> Exercise
Please arrange the rows below, from the line with "mountain ridge, a" through the end of the rows, as a two-column CSV headed instruction and points. Give one CSV line per row, with its text and its answer each in a single quoted field and any line breaks turned into spaces.

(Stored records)
* start *

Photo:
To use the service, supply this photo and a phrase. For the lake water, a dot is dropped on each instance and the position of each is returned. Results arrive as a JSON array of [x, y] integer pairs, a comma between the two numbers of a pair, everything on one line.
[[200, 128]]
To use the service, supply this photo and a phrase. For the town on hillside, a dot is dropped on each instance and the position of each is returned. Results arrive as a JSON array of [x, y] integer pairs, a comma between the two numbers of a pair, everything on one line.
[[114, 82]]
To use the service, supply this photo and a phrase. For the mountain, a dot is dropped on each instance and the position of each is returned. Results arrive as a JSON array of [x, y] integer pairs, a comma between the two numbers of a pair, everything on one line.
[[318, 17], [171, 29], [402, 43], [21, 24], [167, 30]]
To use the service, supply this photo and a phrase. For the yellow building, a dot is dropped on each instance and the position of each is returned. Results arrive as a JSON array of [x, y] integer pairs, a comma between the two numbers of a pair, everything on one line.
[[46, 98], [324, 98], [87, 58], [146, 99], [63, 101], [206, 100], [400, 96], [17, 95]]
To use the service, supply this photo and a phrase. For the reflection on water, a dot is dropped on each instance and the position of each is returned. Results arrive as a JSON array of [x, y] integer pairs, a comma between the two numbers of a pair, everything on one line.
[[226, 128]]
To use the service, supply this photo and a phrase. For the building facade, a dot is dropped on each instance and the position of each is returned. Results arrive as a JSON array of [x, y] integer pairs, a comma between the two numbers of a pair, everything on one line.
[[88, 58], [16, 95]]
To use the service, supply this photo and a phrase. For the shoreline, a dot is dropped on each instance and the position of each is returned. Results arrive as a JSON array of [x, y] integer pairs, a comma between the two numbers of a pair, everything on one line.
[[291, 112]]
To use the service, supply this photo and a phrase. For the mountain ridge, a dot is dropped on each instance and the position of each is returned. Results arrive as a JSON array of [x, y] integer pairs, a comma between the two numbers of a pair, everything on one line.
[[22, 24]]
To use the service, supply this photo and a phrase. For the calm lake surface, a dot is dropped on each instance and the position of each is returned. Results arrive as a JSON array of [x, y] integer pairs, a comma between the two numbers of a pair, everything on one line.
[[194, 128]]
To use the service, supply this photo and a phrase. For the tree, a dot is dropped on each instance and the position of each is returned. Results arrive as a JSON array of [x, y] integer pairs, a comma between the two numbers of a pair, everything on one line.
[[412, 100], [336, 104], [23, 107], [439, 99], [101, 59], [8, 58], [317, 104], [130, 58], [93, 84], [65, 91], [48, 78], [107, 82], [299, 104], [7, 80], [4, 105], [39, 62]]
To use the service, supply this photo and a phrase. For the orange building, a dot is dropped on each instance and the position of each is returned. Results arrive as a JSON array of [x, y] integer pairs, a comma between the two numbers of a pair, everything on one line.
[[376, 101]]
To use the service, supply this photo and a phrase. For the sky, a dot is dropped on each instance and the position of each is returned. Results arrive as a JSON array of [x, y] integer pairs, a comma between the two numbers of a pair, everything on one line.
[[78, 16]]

* end *

> Written response
instruction,points
"To use the service, supply this photo and a phrase. For the mountain ridge, a dot is dropped on each instance and the position of each is returned. Results arrive as a JSON array of [x, y] integer pairs, a comma between the two numbers of a pair, everything on one line.","[[22, 24]]"
"To use the service, supply this photo and a phrase. For the calm lake surface, a dot is dropped on each instance and the position of each is returned. Results arrive as a JSON array of [x, y] integer pairs, a comma between the two numbers of a pair, everything on one line.","[[194, 128]]"
"To use the service, supply this photo and a phrase. For the tree, a dot is dropped on each instance and the position of each is returned. Results arrive as a JSON array of [x, y] integer pairs, a comma between the two numbers of a pair, everything on one line.","[[412, 100], [336, 104], [23, 107], [439, 99], [101, 59], [8, 58], [317, 104], [130, 58], [93, 84], [65, 91], [48, 78], [107, 82], [299, 104], [7, 80], [4, 105], [39, 62]]"
"To use the service, supply this photo and a phrase. For the orange building, a dot is dropped on each instance and the position of each is returned. Results arrive as a JSON array of [x, y] integer pairs, a comma between the two numbers of a pair, everything on one line.","[[376, 101]]"
"To use the service, supply this photo and a phrase. For the sky, a dot is dropped on each instance and the position of each is returned. Results arrive as a JSON array of [x, y] integer pairs, a comma between the two numbers of a pair, everything on one line.","[[78, 16]]"